= WRITTEN REQUEST =
Which lines in the listing below contain the word "black"? Return each of those lines in full.

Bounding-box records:
****

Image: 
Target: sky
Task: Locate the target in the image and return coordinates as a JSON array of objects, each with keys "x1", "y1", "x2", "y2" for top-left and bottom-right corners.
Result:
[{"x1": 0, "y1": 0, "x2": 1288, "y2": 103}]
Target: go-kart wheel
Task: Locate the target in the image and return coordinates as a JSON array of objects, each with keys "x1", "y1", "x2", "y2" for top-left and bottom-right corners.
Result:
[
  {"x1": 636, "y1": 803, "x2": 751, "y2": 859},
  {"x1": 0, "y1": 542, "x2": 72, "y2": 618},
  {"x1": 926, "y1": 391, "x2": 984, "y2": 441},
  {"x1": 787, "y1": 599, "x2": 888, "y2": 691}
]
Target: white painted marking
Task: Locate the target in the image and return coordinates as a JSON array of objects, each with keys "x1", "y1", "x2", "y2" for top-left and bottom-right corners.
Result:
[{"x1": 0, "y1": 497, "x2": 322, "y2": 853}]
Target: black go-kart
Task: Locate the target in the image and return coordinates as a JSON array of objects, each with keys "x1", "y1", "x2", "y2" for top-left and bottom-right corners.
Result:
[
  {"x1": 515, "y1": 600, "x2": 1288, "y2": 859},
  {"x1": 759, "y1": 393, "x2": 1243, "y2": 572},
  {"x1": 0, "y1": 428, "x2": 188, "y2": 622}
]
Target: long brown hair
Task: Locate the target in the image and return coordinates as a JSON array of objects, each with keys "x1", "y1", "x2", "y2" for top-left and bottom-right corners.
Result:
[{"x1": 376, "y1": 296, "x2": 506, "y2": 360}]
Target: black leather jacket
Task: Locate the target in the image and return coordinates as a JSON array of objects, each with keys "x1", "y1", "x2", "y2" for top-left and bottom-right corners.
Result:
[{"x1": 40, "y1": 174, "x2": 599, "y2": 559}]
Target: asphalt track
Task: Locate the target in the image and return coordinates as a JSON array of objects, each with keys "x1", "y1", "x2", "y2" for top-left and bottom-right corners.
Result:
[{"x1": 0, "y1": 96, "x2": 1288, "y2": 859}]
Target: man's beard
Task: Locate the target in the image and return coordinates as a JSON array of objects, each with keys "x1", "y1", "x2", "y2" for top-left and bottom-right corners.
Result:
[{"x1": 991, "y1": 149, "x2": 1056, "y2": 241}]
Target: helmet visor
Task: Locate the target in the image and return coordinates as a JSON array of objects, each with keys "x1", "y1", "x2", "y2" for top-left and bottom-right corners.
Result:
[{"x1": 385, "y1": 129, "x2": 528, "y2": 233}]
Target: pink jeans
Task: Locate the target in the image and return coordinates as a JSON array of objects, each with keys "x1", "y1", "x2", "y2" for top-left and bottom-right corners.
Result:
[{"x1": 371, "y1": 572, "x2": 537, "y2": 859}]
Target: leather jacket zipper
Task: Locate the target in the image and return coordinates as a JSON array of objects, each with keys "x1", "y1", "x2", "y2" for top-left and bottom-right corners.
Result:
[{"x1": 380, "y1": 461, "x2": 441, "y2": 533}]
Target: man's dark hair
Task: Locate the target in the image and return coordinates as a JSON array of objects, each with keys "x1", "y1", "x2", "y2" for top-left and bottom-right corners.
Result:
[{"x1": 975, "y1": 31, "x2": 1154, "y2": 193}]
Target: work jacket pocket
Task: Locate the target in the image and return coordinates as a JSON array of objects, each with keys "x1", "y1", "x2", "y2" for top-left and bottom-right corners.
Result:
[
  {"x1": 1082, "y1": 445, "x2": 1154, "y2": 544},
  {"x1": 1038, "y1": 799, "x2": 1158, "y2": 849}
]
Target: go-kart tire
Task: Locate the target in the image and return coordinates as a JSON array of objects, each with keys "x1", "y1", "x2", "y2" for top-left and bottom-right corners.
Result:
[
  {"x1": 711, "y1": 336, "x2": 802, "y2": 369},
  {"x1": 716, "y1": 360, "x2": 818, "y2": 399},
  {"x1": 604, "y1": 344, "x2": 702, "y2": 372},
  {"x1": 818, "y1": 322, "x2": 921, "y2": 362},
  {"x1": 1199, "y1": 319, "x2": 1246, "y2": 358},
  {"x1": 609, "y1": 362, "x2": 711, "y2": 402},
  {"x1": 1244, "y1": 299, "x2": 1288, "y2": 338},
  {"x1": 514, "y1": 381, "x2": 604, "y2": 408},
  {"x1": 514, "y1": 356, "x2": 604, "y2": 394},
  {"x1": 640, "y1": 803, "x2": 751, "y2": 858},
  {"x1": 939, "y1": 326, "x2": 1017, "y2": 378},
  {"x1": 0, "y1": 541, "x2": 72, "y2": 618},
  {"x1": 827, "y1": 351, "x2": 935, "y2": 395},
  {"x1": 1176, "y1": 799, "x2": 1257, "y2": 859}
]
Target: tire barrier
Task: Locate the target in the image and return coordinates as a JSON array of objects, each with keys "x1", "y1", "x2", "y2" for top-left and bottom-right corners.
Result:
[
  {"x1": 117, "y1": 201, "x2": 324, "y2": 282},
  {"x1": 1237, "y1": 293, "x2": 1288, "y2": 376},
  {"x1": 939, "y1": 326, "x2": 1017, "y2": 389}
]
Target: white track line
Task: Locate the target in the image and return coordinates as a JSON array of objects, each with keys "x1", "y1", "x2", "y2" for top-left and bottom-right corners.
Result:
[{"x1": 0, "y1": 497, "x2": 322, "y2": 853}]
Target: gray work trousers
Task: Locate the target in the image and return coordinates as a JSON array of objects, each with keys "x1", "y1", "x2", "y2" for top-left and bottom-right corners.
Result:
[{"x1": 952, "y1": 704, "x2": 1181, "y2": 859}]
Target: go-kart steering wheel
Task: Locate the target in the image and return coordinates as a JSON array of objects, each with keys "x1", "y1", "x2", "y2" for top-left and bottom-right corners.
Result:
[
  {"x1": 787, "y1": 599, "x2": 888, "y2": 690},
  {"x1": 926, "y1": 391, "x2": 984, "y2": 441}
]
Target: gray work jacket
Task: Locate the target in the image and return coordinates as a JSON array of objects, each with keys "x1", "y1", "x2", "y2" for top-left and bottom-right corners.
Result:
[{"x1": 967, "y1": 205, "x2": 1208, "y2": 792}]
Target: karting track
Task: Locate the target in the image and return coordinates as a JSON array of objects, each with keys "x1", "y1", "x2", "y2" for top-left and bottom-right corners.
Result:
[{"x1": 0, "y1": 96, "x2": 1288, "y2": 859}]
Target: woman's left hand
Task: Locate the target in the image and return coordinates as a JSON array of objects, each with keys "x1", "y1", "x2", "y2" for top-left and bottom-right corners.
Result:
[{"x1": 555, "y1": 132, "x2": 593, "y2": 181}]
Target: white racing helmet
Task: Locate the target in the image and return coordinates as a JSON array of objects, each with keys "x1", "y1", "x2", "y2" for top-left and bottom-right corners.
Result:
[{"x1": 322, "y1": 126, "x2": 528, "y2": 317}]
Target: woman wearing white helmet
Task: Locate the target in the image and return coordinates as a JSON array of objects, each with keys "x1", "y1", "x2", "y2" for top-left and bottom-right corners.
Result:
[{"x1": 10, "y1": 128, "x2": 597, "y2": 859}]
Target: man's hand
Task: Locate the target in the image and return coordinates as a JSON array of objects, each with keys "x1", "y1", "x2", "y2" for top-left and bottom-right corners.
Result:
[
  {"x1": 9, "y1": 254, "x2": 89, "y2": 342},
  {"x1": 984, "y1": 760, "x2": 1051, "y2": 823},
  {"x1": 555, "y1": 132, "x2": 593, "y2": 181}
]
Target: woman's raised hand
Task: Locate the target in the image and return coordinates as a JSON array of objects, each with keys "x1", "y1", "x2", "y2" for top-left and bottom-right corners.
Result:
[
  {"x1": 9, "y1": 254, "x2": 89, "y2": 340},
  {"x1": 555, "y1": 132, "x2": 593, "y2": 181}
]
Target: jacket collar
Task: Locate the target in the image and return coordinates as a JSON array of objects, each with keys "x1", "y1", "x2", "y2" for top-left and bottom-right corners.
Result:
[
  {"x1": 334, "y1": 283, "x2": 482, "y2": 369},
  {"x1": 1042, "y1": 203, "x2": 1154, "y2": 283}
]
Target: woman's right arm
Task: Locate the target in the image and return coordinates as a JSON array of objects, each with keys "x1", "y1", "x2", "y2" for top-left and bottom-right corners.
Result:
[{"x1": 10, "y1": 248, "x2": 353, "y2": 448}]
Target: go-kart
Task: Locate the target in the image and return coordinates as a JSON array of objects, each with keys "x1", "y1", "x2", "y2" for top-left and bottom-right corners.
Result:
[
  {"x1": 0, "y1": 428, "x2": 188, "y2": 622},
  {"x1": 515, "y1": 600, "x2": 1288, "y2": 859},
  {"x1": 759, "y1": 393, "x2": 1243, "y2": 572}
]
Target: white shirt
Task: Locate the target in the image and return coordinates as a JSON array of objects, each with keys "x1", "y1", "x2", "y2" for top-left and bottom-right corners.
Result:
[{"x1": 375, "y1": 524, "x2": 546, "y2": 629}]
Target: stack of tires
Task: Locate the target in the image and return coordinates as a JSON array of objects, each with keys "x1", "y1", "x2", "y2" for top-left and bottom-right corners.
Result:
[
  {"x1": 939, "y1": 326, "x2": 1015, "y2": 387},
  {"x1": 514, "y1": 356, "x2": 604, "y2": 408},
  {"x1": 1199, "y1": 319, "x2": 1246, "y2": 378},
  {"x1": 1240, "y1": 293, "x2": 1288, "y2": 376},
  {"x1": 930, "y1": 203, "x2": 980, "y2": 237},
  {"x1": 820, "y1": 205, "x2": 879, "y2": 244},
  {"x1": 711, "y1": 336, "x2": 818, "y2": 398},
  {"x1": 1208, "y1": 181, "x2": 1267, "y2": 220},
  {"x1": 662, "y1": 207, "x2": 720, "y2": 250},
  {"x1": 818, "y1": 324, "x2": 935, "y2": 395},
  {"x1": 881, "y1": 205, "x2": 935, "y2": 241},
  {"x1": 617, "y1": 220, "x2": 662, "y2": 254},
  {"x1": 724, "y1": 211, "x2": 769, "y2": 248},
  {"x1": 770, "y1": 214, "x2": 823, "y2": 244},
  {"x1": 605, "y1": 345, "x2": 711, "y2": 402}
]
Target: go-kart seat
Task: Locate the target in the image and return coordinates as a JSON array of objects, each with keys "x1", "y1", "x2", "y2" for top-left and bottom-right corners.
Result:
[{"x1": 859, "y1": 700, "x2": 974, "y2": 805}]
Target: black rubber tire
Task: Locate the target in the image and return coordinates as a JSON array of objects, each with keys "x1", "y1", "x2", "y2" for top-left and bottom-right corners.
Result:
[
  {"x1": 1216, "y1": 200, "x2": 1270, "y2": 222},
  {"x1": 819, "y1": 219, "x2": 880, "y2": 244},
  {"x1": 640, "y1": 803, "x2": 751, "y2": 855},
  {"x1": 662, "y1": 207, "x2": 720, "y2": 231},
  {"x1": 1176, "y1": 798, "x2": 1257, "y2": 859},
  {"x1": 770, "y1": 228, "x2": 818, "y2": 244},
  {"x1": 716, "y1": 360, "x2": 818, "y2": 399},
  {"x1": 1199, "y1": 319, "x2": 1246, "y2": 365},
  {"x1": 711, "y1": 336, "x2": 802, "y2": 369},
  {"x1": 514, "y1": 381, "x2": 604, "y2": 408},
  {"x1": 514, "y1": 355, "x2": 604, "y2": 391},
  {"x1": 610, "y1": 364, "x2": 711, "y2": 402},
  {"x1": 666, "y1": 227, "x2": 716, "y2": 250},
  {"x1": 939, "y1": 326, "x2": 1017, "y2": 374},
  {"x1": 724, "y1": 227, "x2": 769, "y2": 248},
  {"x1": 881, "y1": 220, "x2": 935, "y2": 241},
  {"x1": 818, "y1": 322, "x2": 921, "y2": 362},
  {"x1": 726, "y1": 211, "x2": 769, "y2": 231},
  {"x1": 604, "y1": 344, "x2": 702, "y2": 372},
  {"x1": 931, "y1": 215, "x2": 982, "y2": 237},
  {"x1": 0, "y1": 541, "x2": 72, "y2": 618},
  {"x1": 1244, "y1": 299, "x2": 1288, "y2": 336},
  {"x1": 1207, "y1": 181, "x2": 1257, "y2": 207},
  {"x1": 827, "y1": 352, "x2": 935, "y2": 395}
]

****

= TASK RESULT =
Target: black go-kart
Target: black leather jacket
Target: black rubber tire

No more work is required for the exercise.